> TASK OBJECTIVE
From the line that holds "Exercise. Point out the white cloud" to the last line of the data, copy everything exactly; leave out all the rest.
** START RECORDS PROVIDED **
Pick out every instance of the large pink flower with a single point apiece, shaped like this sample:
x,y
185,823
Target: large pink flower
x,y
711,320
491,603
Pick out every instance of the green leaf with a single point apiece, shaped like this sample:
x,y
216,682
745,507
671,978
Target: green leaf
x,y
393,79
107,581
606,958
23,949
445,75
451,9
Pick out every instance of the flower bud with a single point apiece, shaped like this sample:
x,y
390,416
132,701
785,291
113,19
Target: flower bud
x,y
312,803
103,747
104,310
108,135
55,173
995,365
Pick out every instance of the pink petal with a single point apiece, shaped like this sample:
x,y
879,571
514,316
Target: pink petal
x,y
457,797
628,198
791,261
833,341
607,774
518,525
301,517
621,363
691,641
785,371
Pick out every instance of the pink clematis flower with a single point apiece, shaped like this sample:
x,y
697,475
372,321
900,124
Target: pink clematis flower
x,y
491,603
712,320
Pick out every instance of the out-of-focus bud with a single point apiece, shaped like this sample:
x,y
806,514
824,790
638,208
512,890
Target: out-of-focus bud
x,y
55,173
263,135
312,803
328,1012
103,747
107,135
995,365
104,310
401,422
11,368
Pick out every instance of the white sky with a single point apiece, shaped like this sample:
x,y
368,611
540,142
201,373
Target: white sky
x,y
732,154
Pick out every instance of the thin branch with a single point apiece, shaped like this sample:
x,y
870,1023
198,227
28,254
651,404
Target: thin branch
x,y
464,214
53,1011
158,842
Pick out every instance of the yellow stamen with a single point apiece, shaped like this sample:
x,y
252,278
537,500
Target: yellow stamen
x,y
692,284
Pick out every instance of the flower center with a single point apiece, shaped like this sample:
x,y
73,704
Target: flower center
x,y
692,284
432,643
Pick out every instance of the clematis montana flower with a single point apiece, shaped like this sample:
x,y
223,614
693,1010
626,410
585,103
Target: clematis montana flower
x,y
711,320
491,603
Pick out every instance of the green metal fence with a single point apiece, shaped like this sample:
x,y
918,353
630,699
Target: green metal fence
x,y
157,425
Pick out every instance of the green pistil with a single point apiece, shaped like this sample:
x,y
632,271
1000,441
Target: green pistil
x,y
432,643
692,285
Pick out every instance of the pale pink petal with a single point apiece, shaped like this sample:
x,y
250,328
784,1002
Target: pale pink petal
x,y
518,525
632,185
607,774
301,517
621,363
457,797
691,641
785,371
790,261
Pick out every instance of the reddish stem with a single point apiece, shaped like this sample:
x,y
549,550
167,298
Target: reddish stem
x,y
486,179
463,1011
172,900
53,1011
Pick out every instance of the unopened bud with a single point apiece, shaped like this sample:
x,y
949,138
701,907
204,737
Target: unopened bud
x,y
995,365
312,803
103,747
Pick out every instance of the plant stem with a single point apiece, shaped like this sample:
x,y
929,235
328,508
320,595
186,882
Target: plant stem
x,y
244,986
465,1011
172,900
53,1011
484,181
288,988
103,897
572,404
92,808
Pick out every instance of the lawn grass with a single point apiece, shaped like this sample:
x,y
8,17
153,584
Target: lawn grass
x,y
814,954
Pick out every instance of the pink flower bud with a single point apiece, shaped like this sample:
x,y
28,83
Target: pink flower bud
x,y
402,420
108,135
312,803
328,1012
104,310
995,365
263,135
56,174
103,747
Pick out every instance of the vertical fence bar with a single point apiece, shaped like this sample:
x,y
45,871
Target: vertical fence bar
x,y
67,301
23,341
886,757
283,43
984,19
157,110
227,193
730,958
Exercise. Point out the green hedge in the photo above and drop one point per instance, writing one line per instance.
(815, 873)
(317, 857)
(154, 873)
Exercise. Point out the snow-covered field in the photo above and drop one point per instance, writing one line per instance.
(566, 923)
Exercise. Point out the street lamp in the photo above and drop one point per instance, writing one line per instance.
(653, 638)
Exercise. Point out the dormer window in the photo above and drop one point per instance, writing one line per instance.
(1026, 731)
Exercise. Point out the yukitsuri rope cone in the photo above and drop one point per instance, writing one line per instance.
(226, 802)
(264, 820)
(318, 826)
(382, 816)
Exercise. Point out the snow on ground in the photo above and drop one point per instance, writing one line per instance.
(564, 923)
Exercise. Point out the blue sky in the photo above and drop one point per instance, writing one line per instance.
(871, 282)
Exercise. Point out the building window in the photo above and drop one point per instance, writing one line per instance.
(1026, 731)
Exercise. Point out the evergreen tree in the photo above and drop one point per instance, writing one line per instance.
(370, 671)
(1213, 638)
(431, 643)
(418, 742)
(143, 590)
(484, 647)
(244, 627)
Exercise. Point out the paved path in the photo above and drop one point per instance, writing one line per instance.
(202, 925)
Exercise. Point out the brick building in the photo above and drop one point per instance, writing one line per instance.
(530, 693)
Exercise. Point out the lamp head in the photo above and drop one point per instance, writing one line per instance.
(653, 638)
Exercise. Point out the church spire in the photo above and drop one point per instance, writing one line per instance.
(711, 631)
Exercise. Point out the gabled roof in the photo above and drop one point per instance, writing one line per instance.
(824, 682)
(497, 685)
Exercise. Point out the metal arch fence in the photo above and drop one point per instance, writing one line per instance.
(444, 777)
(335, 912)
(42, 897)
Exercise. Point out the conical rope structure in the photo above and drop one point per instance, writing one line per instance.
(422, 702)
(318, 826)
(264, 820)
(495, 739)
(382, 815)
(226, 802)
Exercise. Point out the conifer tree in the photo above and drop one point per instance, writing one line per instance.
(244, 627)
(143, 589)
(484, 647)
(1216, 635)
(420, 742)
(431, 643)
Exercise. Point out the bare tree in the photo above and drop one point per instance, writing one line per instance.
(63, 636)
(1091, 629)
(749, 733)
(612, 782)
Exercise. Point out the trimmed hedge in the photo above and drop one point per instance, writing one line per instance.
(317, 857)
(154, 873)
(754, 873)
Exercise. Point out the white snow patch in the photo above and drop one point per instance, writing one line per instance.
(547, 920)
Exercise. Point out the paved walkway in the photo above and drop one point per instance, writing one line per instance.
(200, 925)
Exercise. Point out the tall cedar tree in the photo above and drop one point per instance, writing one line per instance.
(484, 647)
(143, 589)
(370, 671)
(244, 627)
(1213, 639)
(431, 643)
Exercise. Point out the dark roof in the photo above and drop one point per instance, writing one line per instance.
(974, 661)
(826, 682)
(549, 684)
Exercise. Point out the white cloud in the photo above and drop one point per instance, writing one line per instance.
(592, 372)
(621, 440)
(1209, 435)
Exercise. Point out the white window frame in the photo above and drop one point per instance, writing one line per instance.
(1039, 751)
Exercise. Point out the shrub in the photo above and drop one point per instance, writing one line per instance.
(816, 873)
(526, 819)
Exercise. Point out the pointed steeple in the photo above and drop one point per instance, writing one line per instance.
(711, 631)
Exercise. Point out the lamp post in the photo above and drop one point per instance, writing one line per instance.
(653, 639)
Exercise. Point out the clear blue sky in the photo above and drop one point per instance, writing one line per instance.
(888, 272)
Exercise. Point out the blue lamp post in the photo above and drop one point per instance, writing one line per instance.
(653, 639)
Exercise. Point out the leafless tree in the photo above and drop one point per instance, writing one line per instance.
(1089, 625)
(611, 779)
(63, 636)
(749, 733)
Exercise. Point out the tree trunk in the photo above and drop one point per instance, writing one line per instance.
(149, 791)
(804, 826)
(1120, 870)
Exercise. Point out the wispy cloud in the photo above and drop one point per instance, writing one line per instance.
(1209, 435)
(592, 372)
** END RECORDS PROVIDED **
> FINISHED ANSWER
Exercise. Point out the white cloud in the photo above and drop one point per instance, writing one line per instance.
(592, 372)
(621, 440)
(1209, 435)
Exercise. Point out the white window frame in the photo above and drop one point per instance, writing one line per instance.
(1039, 751)
Exercise. Point out the shrub in the photo above and drop one point per instance, writing one line per instance.
(816, 873)
(526, 819)
Exercise. Point out the pointed steeple in the photo above and drop one point per instance, writing one line per instance.
(711, 631)
Exercise. Point out the lamp post in the photo above and drop one point per instance, writing one line per instance.
(653, 639)
Exercise. Point out the clear blue sky in the photo above and drop one point per instance, writing one line per instance.
(888, 272)
Exercise. Point out the blue lamp post in the photo above and drop one point per instance, writing one line per instance.
(653, 639)
Exercise. Point out the leafless tree in the photo above and drop one point per instance, writing one line per instance.
(1089, 625)
(611, 779)
(63, 636)
(749, 733)
Exercise. Point out the tree trunk in the photo above and drop one point per instance, writing one line per instance.
(149, 791)
(804, 826)
(1120, 870)
Exercise. Point out the wispy cloud in the photo above and drop one point per instance, writing one line per instance.
(1209, 435)
(592, 372)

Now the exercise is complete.